(Data extracted from a collection)
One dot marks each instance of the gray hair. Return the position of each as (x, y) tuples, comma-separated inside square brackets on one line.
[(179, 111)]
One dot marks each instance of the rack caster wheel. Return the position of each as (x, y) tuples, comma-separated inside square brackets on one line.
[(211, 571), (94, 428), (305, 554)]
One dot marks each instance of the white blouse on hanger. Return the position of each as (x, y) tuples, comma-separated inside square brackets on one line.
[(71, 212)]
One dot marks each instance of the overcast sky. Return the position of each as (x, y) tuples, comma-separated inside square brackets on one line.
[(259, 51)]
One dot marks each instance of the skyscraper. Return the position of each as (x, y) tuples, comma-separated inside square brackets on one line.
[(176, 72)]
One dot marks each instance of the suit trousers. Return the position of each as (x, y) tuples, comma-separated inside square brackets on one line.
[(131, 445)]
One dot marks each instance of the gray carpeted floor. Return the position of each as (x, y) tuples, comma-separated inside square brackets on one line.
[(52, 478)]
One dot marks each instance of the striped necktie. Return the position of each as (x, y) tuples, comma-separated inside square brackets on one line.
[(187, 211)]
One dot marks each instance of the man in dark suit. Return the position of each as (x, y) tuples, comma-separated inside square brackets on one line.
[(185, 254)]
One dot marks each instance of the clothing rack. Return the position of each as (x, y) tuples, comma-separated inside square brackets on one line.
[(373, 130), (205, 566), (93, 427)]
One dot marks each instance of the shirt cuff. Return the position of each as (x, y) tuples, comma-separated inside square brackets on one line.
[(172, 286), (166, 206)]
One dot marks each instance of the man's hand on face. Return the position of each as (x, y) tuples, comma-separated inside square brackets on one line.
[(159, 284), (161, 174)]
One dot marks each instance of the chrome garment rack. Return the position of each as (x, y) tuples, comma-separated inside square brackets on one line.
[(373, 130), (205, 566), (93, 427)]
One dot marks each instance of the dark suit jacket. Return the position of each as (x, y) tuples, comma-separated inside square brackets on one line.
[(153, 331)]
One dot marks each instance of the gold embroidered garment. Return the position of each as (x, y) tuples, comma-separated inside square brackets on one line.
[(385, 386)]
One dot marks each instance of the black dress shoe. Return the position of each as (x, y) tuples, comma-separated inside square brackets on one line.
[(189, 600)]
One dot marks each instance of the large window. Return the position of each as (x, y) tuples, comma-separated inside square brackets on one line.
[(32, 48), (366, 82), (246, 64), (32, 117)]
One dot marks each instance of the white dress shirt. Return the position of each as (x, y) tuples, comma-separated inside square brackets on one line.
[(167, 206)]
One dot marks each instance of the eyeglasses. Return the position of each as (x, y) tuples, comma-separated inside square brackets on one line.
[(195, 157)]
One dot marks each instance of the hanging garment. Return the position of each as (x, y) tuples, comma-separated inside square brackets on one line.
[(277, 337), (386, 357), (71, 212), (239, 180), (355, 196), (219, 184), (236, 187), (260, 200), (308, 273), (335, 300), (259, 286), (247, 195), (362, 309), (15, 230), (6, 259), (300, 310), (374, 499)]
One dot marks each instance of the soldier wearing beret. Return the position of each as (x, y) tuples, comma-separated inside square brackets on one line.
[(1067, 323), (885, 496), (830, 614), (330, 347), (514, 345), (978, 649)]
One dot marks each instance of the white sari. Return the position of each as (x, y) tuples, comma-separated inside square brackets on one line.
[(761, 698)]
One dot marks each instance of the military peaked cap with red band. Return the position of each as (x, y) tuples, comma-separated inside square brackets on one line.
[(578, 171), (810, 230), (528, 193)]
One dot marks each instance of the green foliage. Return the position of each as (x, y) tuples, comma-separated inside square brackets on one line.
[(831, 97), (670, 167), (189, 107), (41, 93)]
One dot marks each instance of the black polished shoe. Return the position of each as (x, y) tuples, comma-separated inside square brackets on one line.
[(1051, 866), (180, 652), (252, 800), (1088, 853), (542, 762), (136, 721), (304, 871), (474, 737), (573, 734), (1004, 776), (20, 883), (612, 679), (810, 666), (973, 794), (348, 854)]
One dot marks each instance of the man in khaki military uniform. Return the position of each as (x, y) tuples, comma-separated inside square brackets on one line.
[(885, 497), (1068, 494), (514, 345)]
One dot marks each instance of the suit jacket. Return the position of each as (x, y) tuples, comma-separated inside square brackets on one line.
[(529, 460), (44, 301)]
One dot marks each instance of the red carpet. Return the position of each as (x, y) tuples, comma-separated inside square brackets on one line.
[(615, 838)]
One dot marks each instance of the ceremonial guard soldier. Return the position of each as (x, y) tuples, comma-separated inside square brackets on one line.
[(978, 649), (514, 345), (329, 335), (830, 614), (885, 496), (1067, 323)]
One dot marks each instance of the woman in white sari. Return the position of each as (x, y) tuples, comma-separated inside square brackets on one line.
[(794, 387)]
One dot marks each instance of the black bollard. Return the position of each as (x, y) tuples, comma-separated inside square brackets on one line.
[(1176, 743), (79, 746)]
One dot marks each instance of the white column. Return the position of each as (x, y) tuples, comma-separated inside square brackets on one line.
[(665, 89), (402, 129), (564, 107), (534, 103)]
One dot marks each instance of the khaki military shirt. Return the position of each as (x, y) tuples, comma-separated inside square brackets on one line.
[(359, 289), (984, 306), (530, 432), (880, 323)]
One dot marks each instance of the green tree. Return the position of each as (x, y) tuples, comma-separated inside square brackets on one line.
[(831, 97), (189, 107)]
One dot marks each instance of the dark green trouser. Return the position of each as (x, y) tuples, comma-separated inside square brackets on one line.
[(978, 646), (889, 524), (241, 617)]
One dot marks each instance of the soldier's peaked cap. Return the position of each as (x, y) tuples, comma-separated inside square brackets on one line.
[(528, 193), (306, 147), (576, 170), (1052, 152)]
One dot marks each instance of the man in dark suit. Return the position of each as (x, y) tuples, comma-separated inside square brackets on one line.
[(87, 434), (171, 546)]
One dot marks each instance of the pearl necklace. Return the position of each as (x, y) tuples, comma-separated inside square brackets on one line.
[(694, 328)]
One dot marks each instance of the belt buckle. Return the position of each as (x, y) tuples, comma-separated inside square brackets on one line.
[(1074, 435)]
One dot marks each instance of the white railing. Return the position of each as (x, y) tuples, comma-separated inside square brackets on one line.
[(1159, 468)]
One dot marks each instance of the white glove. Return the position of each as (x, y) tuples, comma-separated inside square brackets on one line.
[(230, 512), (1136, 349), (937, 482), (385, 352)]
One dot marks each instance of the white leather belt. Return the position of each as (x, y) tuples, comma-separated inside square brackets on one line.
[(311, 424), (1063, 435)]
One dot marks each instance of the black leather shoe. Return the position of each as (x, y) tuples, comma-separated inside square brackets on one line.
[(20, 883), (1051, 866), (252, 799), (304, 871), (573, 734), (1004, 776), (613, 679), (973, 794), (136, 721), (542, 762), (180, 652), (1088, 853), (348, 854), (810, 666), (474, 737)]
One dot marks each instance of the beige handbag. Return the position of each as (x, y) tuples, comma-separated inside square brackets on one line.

(TASK INSTRUCTIONS):
Retype every line of the material above without changing a single character.

(OUTPUT FOR THIS EXERCISE):
One dot marks each instance of the gray hair. Return the position of each as (x, y) tuples, comma-separated inside square brackets on one line.
[(179, 111)]
One dot marks each instance of the rack caster wheel. Return the position of each as (x, y) tuples, comma-separated inside square brackets on one line.
[(211, 571), (94, 428), (305, 554)]
One dot marks each instance of the white blouse on hanger. Return the position of each as (x, y) tuples, comma-separated inside square brackets on one line.
[(71, 212)]
One dot marks each instance of the overcast sky. Return the position of each as (x, y) tuples, comma-separated inside square brackets on one line.
[(259, 51)]
One dot marks each instance of the skyscraper. Return the position of each as (x, y) tuples, comma-separated inside square brackets on one line.
[(176, 72)]
One dot marks each instance of the suit trousers. Return the position of each as (x, y) tuples, comma-separated inside square brackets on one line.
[(131, 445)]
One dot marks each instance of the gray carpeted floor. Return the position of each as (x, y) tuples, comma-separated inside square brackets on one line.
[(52, 478)]
One dot marks each instance of the striped necktie. Return the position of each as (x, y) tuples, comma-separated inside square brackets on one line.
[(187, 211)]
One dot marks each instance of the man in dark suit. Return the position of each as (x, y) tuples, comma-separated inside square brackets on one line.
[(185, 254)]
One dot marks each instance of the clothing rack. Return the position of each as (x, y) tuples, comma-separated inside square brackets on one line.
[(373, 130), (205, 566), (93, 427)]
One dot marks each instance of the shirt cuff. Return the position of each as (x, y) tuples, comma-separated inside square brackets on one line.
[(172, 286), (166, 206)]
One dot marks each instance of the man's hand on face. Return the position of each as (x, y) tuples, comma-separated inside square brackets on one line.
[(159, 284), (161, 174)]
One dot marks each instance of the chrome garment rack. Return the position of each as (x, y) tuples, comma-separated inside square brackets on one line.
[(373, 130), (205, 566), (93, 427)]
One dot marks each instance of the dark suit jacket. Return the position of each as (x, y) tuples, comma-separated inside square brackets on one line.
[(153, 331)]
One dot marks each instance of the gold embroidered garment. Return the position of each as (x, y) tuples, comma-separated inside square brackets on one line.
[(385, 386)]
One dot marks each instance of the black dress shoe. Return the position of each as (x, y) tuples, comma-separated inside square brackets on one line.
[(189, 600)]
One dot marks each instance of the large window. Return the position of each as (x, y) tuples, comma-separated inside square brackets on one line.
[(32, 48), (366, 82), (246, 64), (32, 117)]
One dot marks each instance of the white dress shirt. Return the position of each as (x, y) tuples, comma-separated inside square brackets on one line.
[(167, 206)]
One dot marks each instance of the eyeglasses. Return the position of each as (x, y) tuples, comma-separated inside square brackets on one line.
[(195, 157)]
One dot marks each instance of the hanging garment. Return the position of each as (x, y) tuples, comma-separated inside square brackets on one line.
[(277, 337), (386, 357), (71, 212), (239, 180), (355, 196), (219, 184), (236, 187), (260, 200), (308, 273), (335, 300), (259, 286), (247, 195), (362, 309), (15, 230), (6, 259), (300, 310), (374, 499)]
One dot marks each instance of the soldier wearing beret. Return the position of each as (x, y) tuples, comma-separated inside square brackets on one line.
[(1067, 323), (885, 496), (830, 614), (330, 347), (514, 345), (978, 649)]
One dot marks each instance of the white sari. Return the position of each as (x, y) tuples, comma-separated inside square brackets on one line.
[(761, 698)]
One dot marks each instance of the military peaked cap with red band. Return the position of each as (x, y) tuples, comma-separated inside square brackets on one line.
[(578, 171), (810, 230), (528, 193)]
One dot marks each instance of the green foliage. Return the position of each as (x, y) tuples, comma-separated inside square brackets on one line.
[(831, 97), (670, 167), (189, 107), (41, 93)]
One dot marks each instance of the black polished shoe. Return the position of each as (x, y) tuples, comma-separated inside square brackets on one line.
[(1051, 866), (180, 652), (252, 800), (1088, 853), (542, 762), (136, 721), (304, 871), (474, 737), (573, 734), (1004, 776), (20, 883), (612, 679), (810, 666), (973, 794), (348, 854)]
One dot marks each instance of the man in khaki military uniform. Return the position of each as (x, y) tuples, comma-separated inside square brackets on one line.
[(885, 497), (1068, 494), (514, 345)]
One dot marks each instance of the suit jacket. Return the position of each as (x, y) tuples, comma-separated inside square brackets on one line.
[(529, 460), (44, 301)]
One dot marks each instance of the red carpet. Return the position of each as (x, y) tuples, comma-separated inside square brackets on one line.
[(615, 838)]
One dot marks each instance of the ceremonial guard soldier. Return the position of each as (x, y) tuples, comma-separated inside square brackets on one line.
[(978, 649), (514, 345), (329, 335), (830, 614), (885, 496), (1067, 323)]
One dot marks each instance of the woman in white sari. Return the position of each as (x, y) tuples, comma-separated inside square brackets on one line.
[(794, 387)]
One dot marks each instance of the black bollard. Return the position of each as (x, y) tuples, comma-separated inside square brackets on one line.
[(1176, 743), (79, 746)]
One dot marks each instance of the white column. Return the position of each as (x, y) tuples, comma-separated inside square brackets on one line.
[(665, 89), (402, 129), (564, 107), (534, 103)]
One dot marks each instance of the khaki military shirt. Return the position of each as (x, y) tuples, comma-separated inside square brackets on one line.
[(359, 289), (984, 306), (530, 432), (880, 323)]
One dot marks each instance of the green tree. Return the position of each as (x, y) tuples, comma-separated inside square brackets on one line.
[(831, 97), (189, 107)]
One dot marks each instance of the dark green trouser. Return the position of each as (x, y) tuples, comma-separated inside square brackets on one line.
[(978, 646), (889, 524), (241, 617)]
One dot marks each instance of the soldier's peaked cap. Return the position of each as (x, y) tuples, comma-separated inside square brackets on one line.
[(528, 193), (306, 147), (576, 170), (1052, 152)]
One dot marks each instance of the man in dark suit. Return the position of each as (x, y) tuples, comma-separated inside square brackets on one line.
[(87, 434), (171, 546)]
One dot marks each instance of the pearl necklace. Return the position of each as (x, y) tuples, comma-separated inside square brackets on one line.
[(694, 328)]
One dot marks each instance of the belt buckle. Return the position of each as (x, y) tuples, comma-separated inside square brackets on one line.
[(1074, 435)]
One dot marks each instance of the white railing. Return the position of each as (x, y) tuples, comma-separated inside square brackets on one line.
[(1159, 468)]
One dot marks each instance of the white glove. Return the position of each as (x, y) tuples, comma-separated inside square brackets on one line.
[(230, 512), (1136, 349), (937, 482), (385, 352)]
One dot marks each instance of the white leather belt. Return the position of each as (x, y) tuples, comma-separated inside square brackets on one line.
[(311, 424), (1063, 435)]
One dot marks each instance of the black leather shoe. Return the position of each as (x, y) tuples, comma-separated inside square brackets on one line.
[(20, 883), (1051, 866), (252, 799), (304, 871), (573, 734), (1004, 776), (613, 679), (973, 794), (136, 721), (542, 762), (180, 652), (1088, 853), (348, 854), (810, 666), (474, 737)]
One dot marks each instance of the beige handbag. Return the position of each as (x, y) tuples, comma-separated inside square brackets on one line.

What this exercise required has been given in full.